[Items from a data source]

********

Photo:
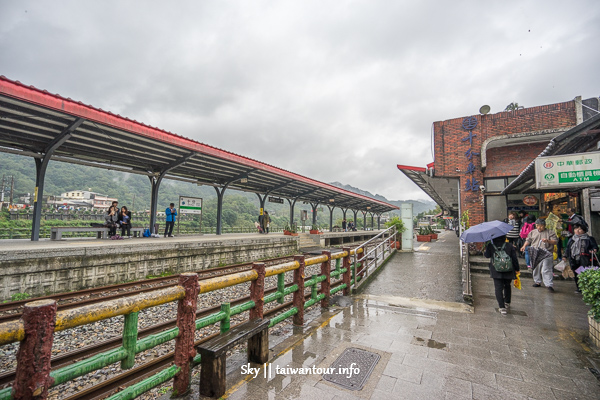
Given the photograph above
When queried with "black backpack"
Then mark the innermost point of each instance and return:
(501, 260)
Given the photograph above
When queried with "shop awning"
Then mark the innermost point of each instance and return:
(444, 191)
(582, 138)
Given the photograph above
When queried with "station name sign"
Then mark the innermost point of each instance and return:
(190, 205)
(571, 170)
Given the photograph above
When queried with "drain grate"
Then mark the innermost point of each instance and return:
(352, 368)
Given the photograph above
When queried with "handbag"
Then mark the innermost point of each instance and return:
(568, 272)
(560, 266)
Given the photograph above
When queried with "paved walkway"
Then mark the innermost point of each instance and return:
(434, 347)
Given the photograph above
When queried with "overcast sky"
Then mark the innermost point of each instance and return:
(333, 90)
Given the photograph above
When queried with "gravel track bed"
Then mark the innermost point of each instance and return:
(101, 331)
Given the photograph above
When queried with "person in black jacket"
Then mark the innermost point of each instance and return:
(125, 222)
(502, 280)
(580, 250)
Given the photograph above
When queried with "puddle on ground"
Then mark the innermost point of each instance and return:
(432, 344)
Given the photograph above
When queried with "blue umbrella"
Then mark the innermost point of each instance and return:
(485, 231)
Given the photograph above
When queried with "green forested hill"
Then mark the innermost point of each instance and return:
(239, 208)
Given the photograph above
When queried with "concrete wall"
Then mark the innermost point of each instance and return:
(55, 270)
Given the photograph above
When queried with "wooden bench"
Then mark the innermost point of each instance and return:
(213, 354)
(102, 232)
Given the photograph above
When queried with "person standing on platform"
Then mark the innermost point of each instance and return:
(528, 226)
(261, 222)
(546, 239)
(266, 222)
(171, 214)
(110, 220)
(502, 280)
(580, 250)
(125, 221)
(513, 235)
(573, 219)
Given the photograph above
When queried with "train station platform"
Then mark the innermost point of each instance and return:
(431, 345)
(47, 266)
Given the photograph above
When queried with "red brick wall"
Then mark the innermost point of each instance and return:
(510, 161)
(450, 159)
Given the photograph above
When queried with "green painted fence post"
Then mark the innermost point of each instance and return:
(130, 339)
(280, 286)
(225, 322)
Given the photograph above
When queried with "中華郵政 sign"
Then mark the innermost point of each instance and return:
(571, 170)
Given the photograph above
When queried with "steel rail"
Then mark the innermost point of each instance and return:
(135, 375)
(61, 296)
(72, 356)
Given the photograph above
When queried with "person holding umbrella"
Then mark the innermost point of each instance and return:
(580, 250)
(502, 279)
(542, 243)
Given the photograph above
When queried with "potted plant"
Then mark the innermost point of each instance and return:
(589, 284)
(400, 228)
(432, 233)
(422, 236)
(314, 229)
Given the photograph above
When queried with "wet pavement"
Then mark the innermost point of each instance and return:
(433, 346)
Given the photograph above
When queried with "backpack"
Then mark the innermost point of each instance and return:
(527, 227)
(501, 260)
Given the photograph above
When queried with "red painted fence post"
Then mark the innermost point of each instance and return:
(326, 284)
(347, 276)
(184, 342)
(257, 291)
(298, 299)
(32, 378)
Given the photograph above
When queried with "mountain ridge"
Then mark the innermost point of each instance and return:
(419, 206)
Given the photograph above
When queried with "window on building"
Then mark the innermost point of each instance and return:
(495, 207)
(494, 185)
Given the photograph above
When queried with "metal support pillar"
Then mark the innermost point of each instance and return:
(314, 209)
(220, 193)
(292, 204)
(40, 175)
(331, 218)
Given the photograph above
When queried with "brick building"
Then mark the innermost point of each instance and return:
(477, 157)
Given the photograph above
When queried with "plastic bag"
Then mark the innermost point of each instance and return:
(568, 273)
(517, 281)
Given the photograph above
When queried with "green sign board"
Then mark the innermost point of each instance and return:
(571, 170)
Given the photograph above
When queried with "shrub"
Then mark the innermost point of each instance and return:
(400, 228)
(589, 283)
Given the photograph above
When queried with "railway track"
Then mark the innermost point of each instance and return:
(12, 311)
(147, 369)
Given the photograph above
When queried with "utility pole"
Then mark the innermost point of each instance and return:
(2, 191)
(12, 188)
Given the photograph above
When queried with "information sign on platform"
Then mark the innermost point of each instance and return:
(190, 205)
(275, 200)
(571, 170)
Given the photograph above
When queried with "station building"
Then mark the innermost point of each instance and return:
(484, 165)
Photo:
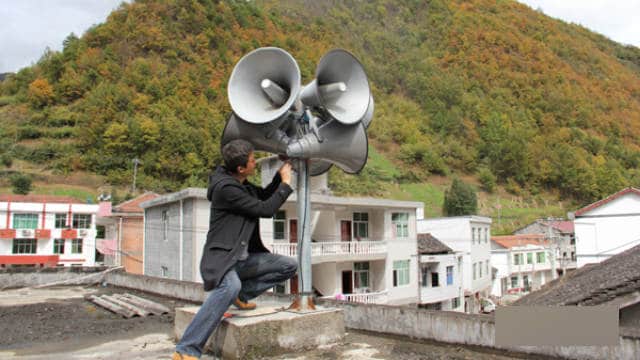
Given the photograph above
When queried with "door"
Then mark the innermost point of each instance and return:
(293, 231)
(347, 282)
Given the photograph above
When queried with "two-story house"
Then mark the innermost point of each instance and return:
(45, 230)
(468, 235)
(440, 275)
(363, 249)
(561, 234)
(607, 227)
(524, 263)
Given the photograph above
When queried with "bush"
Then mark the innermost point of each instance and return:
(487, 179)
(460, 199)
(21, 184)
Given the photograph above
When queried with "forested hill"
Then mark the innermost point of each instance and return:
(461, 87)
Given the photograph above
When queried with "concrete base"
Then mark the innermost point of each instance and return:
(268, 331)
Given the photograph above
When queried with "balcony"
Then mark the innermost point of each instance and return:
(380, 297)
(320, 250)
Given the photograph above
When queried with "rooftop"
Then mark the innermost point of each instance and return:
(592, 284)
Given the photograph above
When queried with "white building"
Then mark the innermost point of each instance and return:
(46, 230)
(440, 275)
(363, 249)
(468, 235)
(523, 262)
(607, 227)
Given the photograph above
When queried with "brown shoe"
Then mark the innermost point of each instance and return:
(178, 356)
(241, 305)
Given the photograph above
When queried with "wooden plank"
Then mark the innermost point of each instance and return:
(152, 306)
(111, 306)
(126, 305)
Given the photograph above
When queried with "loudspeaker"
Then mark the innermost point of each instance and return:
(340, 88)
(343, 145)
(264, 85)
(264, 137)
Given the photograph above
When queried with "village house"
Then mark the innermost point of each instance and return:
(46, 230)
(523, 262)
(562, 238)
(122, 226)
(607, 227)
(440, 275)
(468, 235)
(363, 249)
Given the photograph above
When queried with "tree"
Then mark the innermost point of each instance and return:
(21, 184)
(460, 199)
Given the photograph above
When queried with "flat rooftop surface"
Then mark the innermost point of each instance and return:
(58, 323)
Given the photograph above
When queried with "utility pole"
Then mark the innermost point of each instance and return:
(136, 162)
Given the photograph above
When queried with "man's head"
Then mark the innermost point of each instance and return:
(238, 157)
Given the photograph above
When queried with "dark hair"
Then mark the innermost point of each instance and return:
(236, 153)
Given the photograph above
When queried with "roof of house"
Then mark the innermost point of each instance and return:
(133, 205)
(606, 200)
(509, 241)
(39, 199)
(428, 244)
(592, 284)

********

Reproduce every line above as written, skipping pictures.

# Expected answer
Photo:
Given the photograph above
When queried with "black backpack"
Then mark the innermost point of each instance and return:
(501, 260)
Given the photograph above
When queried with "shop awning"
Then mark the innermost point of each instance and return:
(444, 191)
(582, 138)
Given the photograph above
When queried with "station name sign"
Then mark the innermost point of each instance and return:
(190, 205)
(571, 170)
Given the photograph above
When queried with "drain grate"
Then mark the innermost point of each instance and return:
(352, 368)
Given the photograph above
When queried with "handbag"
Then mark the innermost point of each instance and return:
(568, 272)
(560, 266)
Given the photograph above
When queried with "paved walkway"
Then mark the innermost point of each instance and return:
(434, 347)
Given the photograph above
When queried with "overcast sky"
Then mark the innermost point of each instance and return:
(333, 90)
Given the photograph above
When queried with "gravel track bed"
Then mark the innermost point of each instance and return:
(101, 331)
Given the photograph above
When queried with "person in black jacket"
Then mark the innermost point of each instance and return:
(125, 222)
(502, 280)
(580, 250)
Given the photograph above
When queried with "puddle on ground"
Then mark the innermost point of each instance and return:
(432, 344)
Given the photograph above
When queried with "blue umbrella"
Then mark the innermost point of each instance and return:
(485, 231)
Given the photograph above
When queried with "green forested hill"
Then mark the innermost point of each instance and return:
(239, 208)
Given the photograph above
When queried with "concrete wall"
Then mark the innermost point of each instance and return:
(55, 270)
Given the photograph above
When queried with "wooden bench"
Then mark the innermost point of each instance and return:
(213, 354)
(102, 232)
Given the photograph above
When queried with "person standing on platform"
Then mark the innermost point of each instance and return:
(528, 226)
(261, 222)
(546, 239)
(266, 222)
(171, 214)
(110, 220)
(502, 280)
(580, 250)
(125, 221)
(513, 235)
(573, 219)
Given the photograph above
When queried with "train station platform"
Then mark the innermost point of each instance and return:
(431, 345)
(47, 266)
Given the photograph above
When queried with "red brick wall"
Then mark the innermost point of each instance and return:
(510, 161)
(450, 159)
Given the photograph above
When queried with "green painted fence post"
Then mark the innermost point of each instance and return:
(130, 339)
(280, 286)
(225, 322)
Given the photograph above
When queried with "中華郵政 sign"
Then mark the innermost point of each instance and return:
(571, 170)
Given the photograph above
When queried with "steel rail"
Then mark the innermost point of each instance and return:
(135, 375)
(61, 296)
(72, 356)
Given the photograph above
When queried with "person holding umbrella"
Then mark the innermost point of each instance and return:
(580, 250)
(502, 279)
(542, 243)
Given the photograph above
When queried with "potted plant"
Then mark the innermost point of each instance and return:
(589, 284)
(400, 228)
(432, 233)
(422, 236)
(314, 229)
Given the photograph above
When queried with "wet pavement"
Then mark the innermost point of each instance and return:
(433, 346)
Given the photograph above
When queried with "backpack"
Then mark the innermost point of each instance and return:
(527, 227)
(501, 260)
Given the photograph above
When queried with "red painted fence post"
Then mark the innermost point of each instance and return:
(326, 284)
(347, 276)
(184, 342)
(257, 291)
(298, 299)
(32, 378)
Given the photograph above
When queried with "mountain ridge"
Then mark the innermost point of each instance and return:
(419, 206)
Given the photograph above
When queried with "window on building"
Then mark the innermost point of each instance and return:
(495, 207)
(494, 185)
Given the photograph above
When queried with "metal support pillar"
Then mark the innermost point of each instance and return:
(314, 209)
(220, 193)
(292, 204)
(40, 175)
(331, 218)
Given the photograph above
When queried with "brick building"
Then mark the innermost point of each instance and return:
(477, 157)
Given the photograph above
When queried with "plastic bag"
Then mark the innermost point of each instance and return:
(568, 273)
(517, 281)
Given the photograph above
When queried with "green sign board"
Then mark the innermost point of each instance and return:
(571, 170)
Given the photograph above
When queried with "shrub"
Then mark the innermost point of each instance and return:
(400, 228)
(589, 283)
Given the photograph above
When queried with "railway track"
Then mark the innermost point of each instance and return:
(12, 311)
(147, 369)
Given the photograph above
When queried with "utility pole"
Then mark the innermost point of each instance and return:
(2, 191)
(12, 188)
Given the photograph above
When queried with "information sign on platform"
Then mark the innermost point of each instance and return:
(190, 205)
(275, 200)
(571, 170)
Given the photograph above
When queried with "station building"
Then mark the innermost point of each instance and return:
(484, 165)
Photo:
Given the photograph above
When queried with "door"
Then mark the innermost point of each instance and return:
(293, 231)
(347, 282)
Given the photograph above
When queried with "two-story house"
Then mark the innermost point of each instance and return:
(45, 230)
(468, 235)
(440, 275)
(363, 249)
(561, 234)
(607, 227)
(524, 263)
Given the photograph above
When queried with "bush"
Then mark the innermost point of each instance and return:
(487, 179)
(460, 199)
(21, 184)
Given the photograph above
When queried with "forested hill"
Then mark the innermost point of each instance and return:
(461, 87)
Given the photograph above
When queried with "concrete base"
Then mark the innermost point of each instance and return:
(268, 331)
Given the photograph above
When queried with "balcony"
Then mark the innermost point of each instance and return:
(380, 297)
(320, 250)
Given the photograph above
When queried with "rooftop"
Then mark the innermost point of each instance and return:
(592, 284)
Given the photograph above
When queried with "white building"
Then mark the innermost point of each instance and return:
(46, 230)
(440, 275)
(363, 249)
(468, 235)
(523, 262)
(607, 227)
Given the photograph above
When queried with "brown shoe"
Then mark the innermost point of each instance and return:
(178, 356)
(241, 305)
Given the photograph above
When queried with "wooden plank"
Then mark the innermost point of each instance and return:
(152, 306)
(111, 306)
(126, 305)
Given the photograph above
When queried with "loudspeaker"
Then mark the innermost point of each instance and return:
(340, 88)
(343, 145)
(264, 85)
(264, 137)
Given the photograph above
When queried with "village house"
Then mark the innermost point of each instance and return:
(46, 230)
(523, 262)
(562, 238)
(122, 226)
(607, 227)
(440, 275)
(468, 235)
(363, 249)
Given the photograph above
When queried with "tree"
Then mark the innermost point of each instance and return:
(21, 184)
(460, 199)
Given the photograph above
When queried with "flat rooftop surface"
Then mark the innermost point of each instance and return:
(58, 323)
Given the photograph above
When queried with "utility pole"
Then mark the innermost point of each instance and return:
(136, 162)
Given the photograph above
When queried with "man's head"
Then mark the innermost point of each instance and return:
(238, 157)
Given the photograph above
When queried with "dark hair"
Then mark the innermost point of each instance and return:
(236, 153)
Given the photograph above
When queried with "roof of house"
Then mark the innermost point of each instance and return:
(133, 205)
(606, 200)
(509, 241)
(39, 199)
(428, 244)
(592, 284)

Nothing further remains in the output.